Can you print the material below line for line, with nothing changed?

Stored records
****************
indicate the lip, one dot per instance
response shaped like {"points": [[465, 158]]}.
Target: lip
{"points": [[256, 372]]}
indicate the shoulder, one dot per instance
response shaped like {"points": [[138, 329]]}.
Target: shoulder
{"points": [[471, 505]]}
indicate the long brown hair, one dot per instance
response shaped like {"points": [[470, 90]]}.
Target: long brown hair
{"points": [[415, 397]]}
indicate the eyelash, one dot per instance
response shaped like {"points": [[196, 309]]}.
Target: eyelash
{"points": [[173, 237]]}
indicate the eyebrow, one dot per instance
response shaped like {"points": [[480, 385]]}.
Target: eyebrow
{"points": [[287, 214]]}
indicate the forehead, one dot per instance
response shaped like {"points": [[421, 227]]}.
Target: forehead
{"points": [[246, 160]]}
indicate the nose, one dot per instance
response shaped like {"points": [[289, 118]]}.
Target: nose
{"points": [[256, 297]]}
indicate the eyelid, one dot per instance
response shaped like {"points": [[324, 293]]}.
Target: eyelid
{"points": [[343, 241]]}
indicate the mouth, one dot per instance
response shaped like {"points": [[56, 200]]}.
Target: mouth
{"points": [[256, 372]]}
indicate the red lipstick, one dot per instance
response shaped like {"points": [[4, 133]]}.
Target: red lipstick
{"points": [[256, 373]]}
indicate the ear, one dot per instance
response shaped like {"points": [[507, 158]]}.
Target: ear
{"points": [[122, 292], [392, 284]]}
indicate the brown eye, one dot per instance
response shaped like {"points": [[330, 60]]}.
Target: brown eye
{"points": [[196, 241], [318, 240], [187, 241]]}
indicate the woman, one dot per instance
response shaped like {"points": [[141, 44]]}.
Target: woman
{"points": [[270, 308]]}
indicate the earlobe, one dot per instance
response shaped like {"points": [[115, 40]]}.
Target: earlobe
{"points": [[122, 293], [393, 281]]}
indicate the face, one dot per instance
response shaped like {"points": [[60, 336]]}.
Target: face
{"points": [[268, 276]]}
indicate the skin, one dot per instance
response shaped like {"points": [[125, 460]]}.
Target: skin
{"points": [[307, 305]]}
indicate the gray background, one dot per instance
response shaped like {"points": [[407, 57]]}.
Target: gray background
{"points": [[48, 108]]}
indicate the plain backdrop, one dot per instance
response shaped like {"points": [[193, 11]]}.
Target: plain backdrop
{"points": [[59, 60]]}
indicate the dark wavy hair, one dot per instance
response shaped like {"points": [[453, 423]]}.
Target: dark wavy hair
****************
■ Final result:
indicate the lip, one dot per instance
response shaped like {"points": [[465, 158]]}.
Target: lip
{"points": [[256, 372]]}
indicate the shoulder, one dot per instance
response shaped like {"points": [[138, 329]]}.
Target: shoulder
{"points": [[471, 505]]}
indicate the long brown hair, one dot per instance
response shaped like {"points": [[470, 90]]}.
Target: long brown hair
{"points": [[415, 397]]}
indicate the eyelash, one dot per instance
response shaped like {"points": [[196, 309]]}.
Target: eyelash
{"points": [[173, 237]]}
indicate the eyebrow, one dot per instance
response shaped like {"points": [[480, 385]]}.
Target: eyebrow
{"points": [[287, 214]]}
indicate the forehead, one dot per instance
response shaped like {"points": [[421, 227]]}.
Target: forehead
{"points": [[246, 160]]}
indicate the nose, one dot per instance
response shaped like {"points": [[289, 118]]}.
Target: nose
{"points": [[256, 297]]}
indicate the eyelid, one dot per instance
response shaped like {"points": [[324, 293]]}.
Target: eyelid
{"points": [[343, 241]]}
indicate the mouth, one dot per instance
response shaped like {"points": [[56, 200]]}.
Target: mouth
{"points": [[256, 372]]}
indicate the red lipstick, one dot per instance
response shaped like {"points": [[4, 133]]}.
Target: red lipstick
{"points": [[256, 373]]}
indicate the ear, one dot per instance
response shaped like {"points": [[507, 158]]}.
Target: ear
{"points": [[122, 292], [392, 284]]}
indicate the brown eye, one dot per instance
response shaped like {"points": [[330, 60]]}.
Target: brown eye
{"points": [[196, 241], [318, 240], [187, 241]]}
indicate the woman, one dot per instance
response shaped like {"points": [[141, 44]]}.
Target: woman
{"points": [[270, 308]]}
indicate the earlobe, one dot per instance
response shaped like {"points": [[115, 40]]}.
Target: earlobe
{"points": [[122, 293], [393, 281]]}
indicate the face, one dot per instance
response shaped like {"points": [[60, 336]]}.
Target: face
{"points": [[268, 276]]}
indicate the skin, one dot per instance
response shaped like {"points": [[125, 460]]}.
Target: skin
{"points": [[307, 305]]}
indicate the gray background, one dot per instance
response shaped like {"points": [[407, 57]]}.
Target: gray background
{"points": [[48, 108]]}
indicate the plain backdrop, one dot per instance
response shaped like {"points": [[193, 11]]}.
Target: plain backdrop
{"points": [[59, 60]]}
indicate the dark wavy hair, one dot per instance
response shaped like {"points": [[453, 423]]}.
Target: dark wavy hair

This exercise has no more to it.